• [EXERCISE DESCRIPTION] Please pull out every line from the items below and reproduce each one unchanged.

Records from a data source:

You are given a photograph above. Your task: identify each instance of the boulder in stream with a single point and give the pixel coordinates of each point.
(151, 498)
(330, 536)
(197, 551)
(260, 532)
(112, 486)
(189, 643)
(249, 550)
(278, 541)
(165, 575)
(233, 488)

• [THE RESULT]
You are given a photograph above. Your task: identify each instance of the boulder in stream with a single point and give the pixel coordinates of each point.
(151, 498)
(330, 536)
(197, 551)
(260, 532)
(112, 486)
(189, 643)
(249, 550)
(278, 541)
(165, 575)
(233, 488)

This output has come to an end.